» **Work to complete**
Copy out the records precisely, omitting pictures.

» **Dataset extract**
----

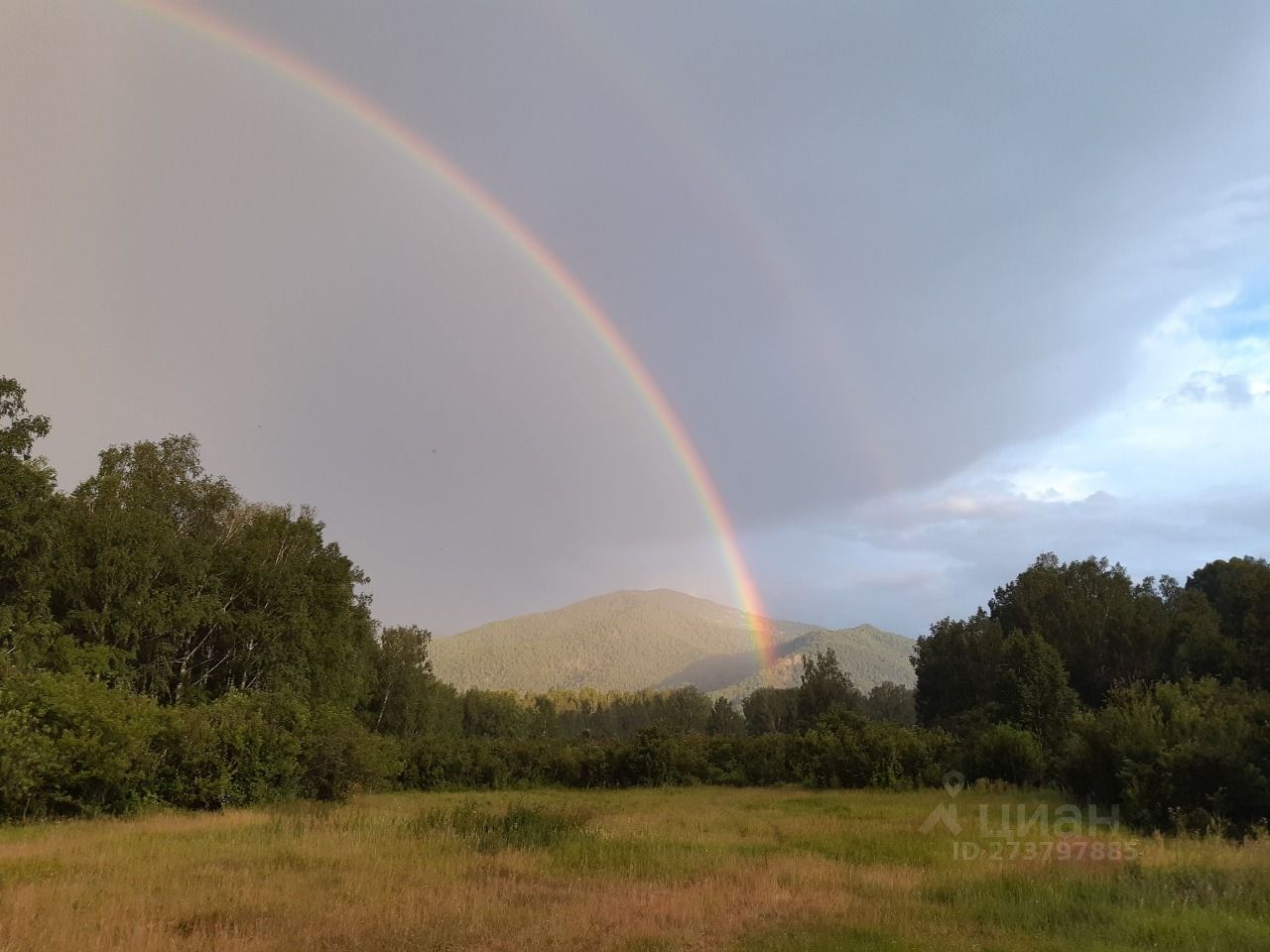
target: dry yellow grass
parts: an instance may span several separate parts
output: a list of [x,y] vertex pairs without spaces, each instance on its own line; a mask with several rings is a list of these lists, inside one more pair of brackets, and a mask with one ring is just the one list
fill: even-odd
[[[940,798],[411,793],[8,828],[0,949],[1270,948],[1265,842],[955,861],[918,831]],[[420,821],[464,801],[589,819],[531,848]]]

----

» **Reply to the exercise**
target: dry yellow grass
parts: an instance may span several separate parts
output: a list of [x,y] vertex pairs without spaces, each instance on its own line; a mask with several rings is a list of these lists, inside one more pair of brackets, and a mask with one ring is just the one list
fill: even-odd
[[[940,798],[411,793],[8,828],[0,949],[1270,948],[1265,842],[955,861],[918,831]],[[420,821],[464,801],[589,819],[531,848]]]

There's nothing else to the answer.